- WHAT IS BEING ASKED: Looking through the data, please report how many lines contain the string "face", giving nothing but the number.

Photo-based referring expression data
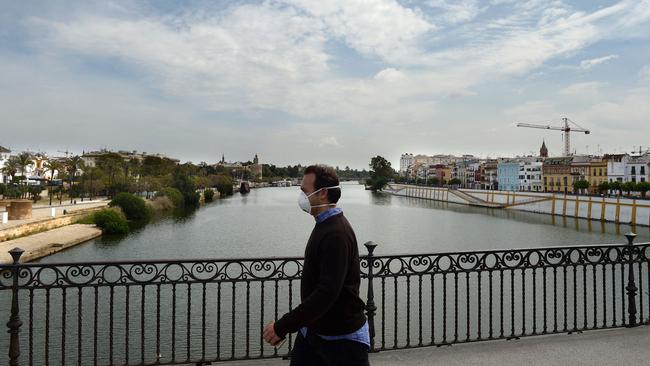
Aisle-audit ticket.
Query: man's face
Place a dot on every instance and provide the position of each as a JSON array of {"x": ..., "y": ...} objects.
[{"x": 307, "y": 186}]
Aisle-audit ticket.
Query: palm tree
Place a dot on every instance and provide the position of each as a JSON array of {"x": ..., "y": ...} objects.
[
  {"x": 53, "y": 167},
  {"x": 11, "y": 167},
  {"x": 72, "y": 164},
  {"x": 24, "y": 160}
]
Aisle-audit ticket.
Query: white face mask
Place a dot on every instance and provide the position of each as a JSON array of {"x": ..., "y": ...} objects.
[{"x": 305, "y": 205}]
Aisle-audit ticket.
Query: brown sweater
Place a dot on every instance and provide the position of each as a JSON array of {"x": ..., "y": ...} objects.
[{"x": 329, "y": 288}]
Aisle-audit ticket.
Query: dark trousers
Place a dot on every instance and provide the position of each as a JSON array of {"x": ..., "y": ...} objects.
[{"x": 316, "y": 351}]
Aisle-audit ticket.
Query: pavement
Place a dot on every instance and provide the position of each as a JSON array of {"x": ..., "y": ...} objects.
[
  {"x": 41, "y": 211},
  {"x": 48, "y": 242},
  {"x": 628, "y": 347}
]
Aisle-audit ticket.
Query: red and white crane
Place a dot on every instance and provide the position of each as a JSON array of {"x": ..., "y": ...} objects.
[{"x": 569, "y": 126}]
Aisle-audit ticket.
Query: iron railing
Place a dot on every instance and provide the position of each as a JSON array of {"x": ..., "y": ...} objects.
[{"x": 202, "y": 311}]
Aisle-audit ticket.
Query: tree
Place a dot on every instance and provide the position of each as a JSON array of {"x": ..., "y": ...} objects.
[
  {"x": 72, "y": 164},
  {"x": 24, "y": 160},
  {"x": 616, "y": 187},
  {"x": 11, "y": 167},
  {"x": 629, "y": 187},
  {"x": 643, "y": 187},
  {"x": 53, "y": 167},
  {"x": 603, "y": 187},
  {"x": 380, "y": 173}
]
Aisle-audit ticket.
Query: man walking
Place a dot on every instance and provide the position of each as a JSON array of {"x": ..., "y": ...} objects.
[{"x": 332, "y": 328}]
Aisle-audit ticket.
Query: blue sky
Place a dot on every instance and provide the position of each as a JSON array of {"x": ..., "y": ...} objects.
[{"x": 333, "y": 82}]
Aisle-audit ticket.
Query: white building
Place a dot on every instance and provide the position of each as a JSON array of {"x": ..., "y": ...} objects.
[
  {"x": 4, "y": 156},
  {"x": 616, "y": 167},
  {"x": 405, "y": 163},
  {"x": 530, "y": 175},
  {"x": 637, "y": 168}
]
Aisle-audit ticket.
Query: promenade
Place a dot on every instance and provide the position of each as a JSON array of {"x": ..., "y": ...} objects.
[
  {"x": 41, "y": 211},
  {"x": 628, "y": 347}
]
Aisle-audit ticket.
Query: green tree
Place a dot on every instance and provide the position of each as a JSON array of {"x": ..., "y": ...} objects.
[
  {"x": 380, "y": 173},
  {"x": 629, "y": 187},
  {"x": 72, "y": 165},
  {"x": 580, "y": 186},
  {"x": 616, "y": 187},
  {"x": 454, "y": 182},
  {"x": 603, "y": 187},
  {"x": 11, "y": 167},
  {"x": 134, "y": 207},
  {"x": 643, "y": 187}
]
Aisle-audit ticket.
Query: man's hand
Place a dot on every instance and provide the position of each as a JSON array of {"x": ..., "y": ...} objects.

- EXPECTED ANSWER: 2